● **What is being asked**
How many lines in the rows below contain the string "table"? Reply with the number alone.

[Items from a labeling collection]
============

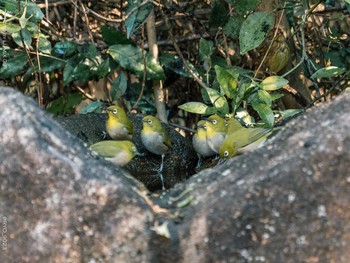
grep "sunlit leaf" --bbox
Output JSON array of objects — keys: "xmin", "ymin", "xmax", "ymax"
[
  {"xmin": 258, "ymin": 90, "xmax": 272, "ymax": 107},
  {"xmin": 311, "ymin": 66, "xmax": 346, "ymax": 79},
  {"xmin": 125, "ymin": 1, "xmax": 153, "ymax": 38},
  {"xmin": 205, "ymin": 88, "xmax": 229, "ymax": 114},
  {"xmin": 214, "ymin": 65, "xmax": 239, "ymax": 99},
  {"xmin": 252, "ymin": 103, "xmax": 275, "ymax": 128},
  {"xmin": 239, "ymin": 12, "xmax": 274, "ymax": 55},
  {"xmin": 79, "ymin": 101, "xmax": 103, "ymax": 114},
  {"xmin": 179, "ymin": 102, "xmax": 215, "ymax": 115}
]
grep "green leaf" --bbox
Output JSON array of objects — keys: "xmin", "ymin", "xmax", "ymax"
[
  {"xmin": 258, "ymin": 90, "xmax": 272, "ymax": 107},
  {"xmin": 97, "ymin": 58, "xmax": 110, "ymax": 79},
  {"xmin": 111, "ymin": 72, "xmax": 128, "ymax": 101},
  {"xmin": 0, "ymin": 22, "xmax": 21, "ymax": 34},
  {"xmin": 47, "ymin": 93, "xmax": 84, "ymax": 115},
  {"xmin": 270, "ymin": 92, "xmax": 284, "ymax": 101},
  {"xmin": 125, "ymin": 1, "xmax": 153, "ymax": 38},
  {"xmin": 38, "ymin": 35, "xmax": 52, "ymax": 54},
  {"xmin": 79, "ymin": 101, "xmax": 103, "ymax": 114},
  {"xmin": 205, "ymin": 88, "xmax": 229, "ymax": 114},
  {"xmin": 222, "ymin": 16, "xmax": 244, "ymax": 37},
  {"xmin": 0, "ymin": 53, "xmax": 28, "ymax": 78},
  {"xmin": 107, "ymin": 45, "xmax": 165, "ymax": 80},
  {"xmin": 260, "ymin": 76, "xmax": 289, "ymax": 90},
  {"xmin": 279, "ymin": 109, "xmax": 304, "ymax": 120},
  {"xmin": 226, "ymin": 0, "xmax": 261, "ymax": 15},
  {"xmin": 26, "ymin": 1, "xmax": 44, "ymax": 23},
  {"xmin": 11, "ymin": 28, "xmax": 32, "ymax": 48},
  {"xmin": 209, "ymin": 0, "xmax": 229, "ymax": 28},
  {"xmin": 199, "ymin": 38, "xmax": 214, "ymax": 61},
  {"xmin": 101, "ymin": 26, "xmax": 135, "ymax": 46},
  {"xmin": 252, "ymin": 103, "xmax": 275, "ymax": 128},
  {"xmin": 214, "ymin": 65, "xmax": 239, "ymax": 99},
  {"xmin": 178, "ymin": 102, "xmax": 216, "ymax": 115},
  {"xmin": 239, "ymin": 12, "xmax": 274, "ymax": 55},
  {"xmin": 52, "ymin": 41, "xmax": 77, "ymax": 57},
  {"xmin": 311, "ymin": 66, "xmax": 346, "ymax": 79}
]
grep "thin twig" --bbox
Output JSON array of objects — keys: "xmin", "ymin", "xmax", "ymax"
[
  {"xmin": 159, "ymin": 9, "xmax": 209, "ymax": 88},
  {"xmin": 132, "ymin": 26, "xmax": 147, "ymax": 110},
  {"xmin": 254, "ymin": 2, "xmax": 286, "ymax": 78}
]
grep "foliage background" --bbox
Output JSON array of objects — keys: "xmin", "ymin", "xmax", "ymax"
[{"xmin": 0, "ymin": 0, "xmax": 350, "ymax": 132}]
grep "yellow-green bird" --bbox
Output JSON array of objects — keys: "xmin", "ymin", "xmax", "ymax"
[
  {"xmin": 141, "ymin": 115, "xmax": 172, "ymax": 189},
  {"xmin": 205, "ymin": 114, "xmax": 227, "ymax": 153},
  {"xmin": 220, "ymin": 127, "xmax": 272, "ymax": 158},
  {"xmin": 192, "ymin": 120, "xmax": 216, "ymax": 168},
  {"xmin": 90, "ymin": 140, "xmax": 138, "ymax": 166},
  {"xmin": 106, "ymin": 106, "xmax": 133, "ymax": 140}
]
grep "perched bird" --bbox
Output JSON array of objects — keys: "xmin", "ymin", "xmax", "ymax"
[
  {"xmin": 220, "ymin": 127, "xmax": 272, "ymax": 158},
  {"xmin": 141, "ymin": 115, "xmax": 172, "ymax": 190},
  {"xmin": 192, "ymin": 120, "xmax": 216, "ymax": 168},
  {"xmin": 205, "ymin": 114, "xmax": 227, "ymax": 153},
  {"xmin": 90, "ymin": 141, "xmax": 138, "ymax": 166},
  {"xmin": 106, "ymin": 106, "xmax": 133, "ymax": 140}
]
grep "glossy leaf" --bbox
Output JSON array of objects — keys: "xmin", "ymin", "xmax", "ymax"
[
  {"xmin": 222, "ymin": 16, "xmax": 244, "ymax": 37},
  {"xmin": 111, "ymin": 72, "xmax": 128, "ymax": 101},
  {"xmin": 260, "ymin": 76, "xmax": 289, "ymax": 90},
  {"xmin": 179, "ymin": 101, "xmax": 215, "ymax": 115},
  {"xmin": 47, "ymin": 93, "xmax": 84, "ymax": 115},
  {"xmin": 52, "ymin": 41, "xmax": 77, "ymax": 57},
  {"xmin": 258, "ymin": 90, "xmax": 272, "ymax": 107},
  {"xmin": 107, "ymin": 45, "xmax": 165, "ymax": 80},
  {"xmin": 214, "ymin": 65, "xmax": 239, "ymax": 99},
  {"xmin": 279, "ymin": 109, "xmax": 304, "ymax": 120},
  {"xmin": 205, "ymin": 88, "xmax": 229, "ymax": 114},
  {"xmin": 311, "ymin": 66, "xmax": 346, "ymax": 79},
  {"xmin": 12, "ymin": 28, "xmax": 32, "ymax": 48},
  {"xmin": 239, "ymin": 12, "xmax": 274, "ymax": 55},
  {"xmin": 252, "ymin": 103, "xmax": 275, "ymax": 128},
  {"xmin": 125, "ymin": 1, "xmax": 153, "ymax": 38},
  {"xmin": 209, "ymin": 0, "xmax": 229, "ymax": 28},
  {"xmin": 0, "ymin": 53, "xmax": 28, "ymax": 78},
  {"xmin": 199, "ymin": 38, "xmax": 214, "ymax": 61},
  {"xmin": 101, "ymin": 26, "xmax": 134, "ymax": 46},
  {"xmin": 79, "ymin": 101, "xmax": 103, "ymax": 114}
]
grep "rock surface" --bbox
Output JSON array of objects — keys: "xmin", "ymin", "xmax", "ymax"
[
  {"xmin": 0, "ymin": 88, "xmax": 350, "ymax": 263},
  {"xmin": 55, "ymin": 113, "xmax": 197, "ymax": 191}
]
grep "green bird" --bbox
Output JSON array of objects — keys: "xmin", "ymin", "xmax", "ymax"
[
  {"xmin": 90, "ymin": 140, "xmax": 138, "ymax": 166},
  {"xmin": 141, "ymin": 115, "xmax": 172, "ymax": 190},
  {"xmin": 205, "ymin": 114, "xmax": 227, "ymax": 153},
  {"xmin": 192, "ymin": 120, "xmax": 216, "ymax": 168},
  {"xmin": 220, "ymin": 127, "xmax": 272, "ymax": 158},
  {"xmin": 106, "ymin": 106, "xmax": 133, "ymax": 141}
]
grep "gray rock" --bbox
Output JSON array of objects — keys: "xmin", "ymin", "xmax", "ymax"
[{"xmin": 0, "ymin": 88, "xmax": 350, "ymax": 263}]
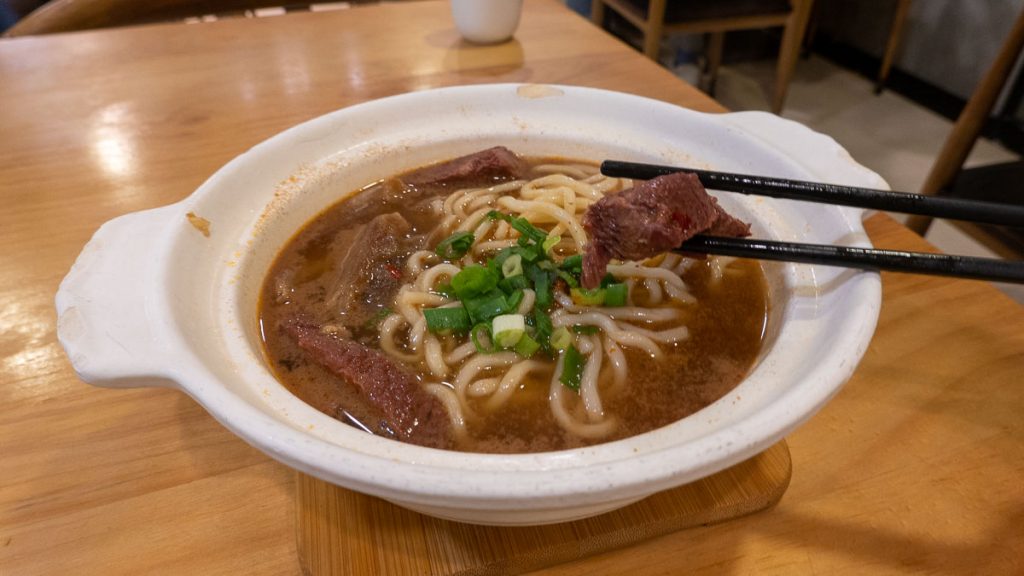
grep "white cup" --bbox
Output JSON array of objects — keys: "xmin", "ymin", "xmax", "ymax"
[{"xmin": 452, "ymin": 0, "xmax": 522, "ymax": 44}]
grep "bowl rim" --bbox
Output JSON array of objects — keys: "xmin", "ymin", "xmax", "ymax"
[{"xmin": 59, "ymin": 84, "xmax": 884, "ymax": 509}]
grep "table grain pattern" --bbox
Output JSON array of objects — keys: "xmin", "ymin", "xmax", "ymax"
[{"xmin": 0, "ymin": 0, "xmax": 1024, "ymax": 575}]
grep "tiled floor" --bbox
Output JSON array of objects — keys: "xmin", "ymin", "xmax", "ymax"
[{"xmin": 676, "ymin": 56, "xmax": 1024, "ymax": 303}]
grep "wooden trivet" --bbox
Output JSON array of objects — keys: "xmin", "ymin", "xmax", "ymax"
[{"xmin": 296, "ymin": 441, "xmax": 793, "ymax": 576}]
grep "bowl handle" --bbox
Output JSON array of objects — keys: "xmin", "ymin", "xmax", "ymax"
[{"xmin": 56, "ymin": 205, "xmax": 180, "ymax": 387}]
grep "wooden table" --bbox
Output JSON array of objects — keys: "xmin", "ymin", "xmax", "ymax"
[{"xmin": 0, "ymin": 0, "xmax": 1024, "ymax": 575}]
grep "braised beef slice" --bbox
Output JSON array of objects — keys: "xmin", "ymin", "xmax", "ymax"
[
  {"xmin": 402, "ymin": 146, "xmax": 527, "ymax": 194},
  {"xmin": 282, "ymin": 318, "xmax": 451, "ymax": 448},
  {"xmin": 583, "ymin": 172, "xmax": 751, "ymax": 288},
  {"xmin": 327, "ymin": 212, "xmax": 425, "ymax": 327}
]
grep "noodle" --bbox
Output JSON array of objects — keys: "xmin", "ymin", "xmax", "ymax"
[{"xmin": 379, "ymin": 164, "xmax": 695, "ymax": 440}]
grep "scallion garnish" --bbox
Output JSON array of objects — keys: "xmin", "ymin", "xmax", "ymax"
[
  {"xmin": 498, "ymin": 274, "xmax": 529, "ymax": 294},
  {"xmin": 558, "ymin": 254, "xmax": 583, "ymax": 276},
  {"xmin": 534, "ymin": 307, "xmax": 554, "ymax": 349},
  {"xmin": 490, "ymin": 314, "xmax": 526, "ymax": 348},
  {"xmin": 515, "ymin": 334, "xmax": 541, "ymax": 358},
  {"xmin": 505, "ymin": 290, "xmax": 525, "ymax": 312},
  {"xmin": 527, "ymin": 266, "xmax": 552, "ymax": 310},
  {"xmin": 558, "ymin": 344, "xmax": 586, "ymax": 390},
  {"xmin": 502, "ymin": 254, "xmax": 522, "ymax": 278},
  {"xmin": 469, "ymin": 322, "xmax": 495, "ymax": 354},
  {"xmin": 452, "ymin": 264, "xmax": 499, "ymax": 302},
  {"xmin": 423, "ymin": 306, "xmax": 470, "ymax": 333},
  {"xmin": 551, "ymin": 326, "xmax": 572, "ymax": 349},
  {"xmin": 434, "ymin": 232, "xmax": 473, "ymax": 260},
  {"xmin": 462, "ymin": 290, "xmax": 512, "ymax": 324}
]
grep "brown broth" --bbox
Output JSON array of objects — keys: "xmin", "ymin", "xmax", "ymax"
[{"xmin": 258, "ymin": 156, "xmax": 768, "ymax": 453}]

============

● **Solution for this problem**
2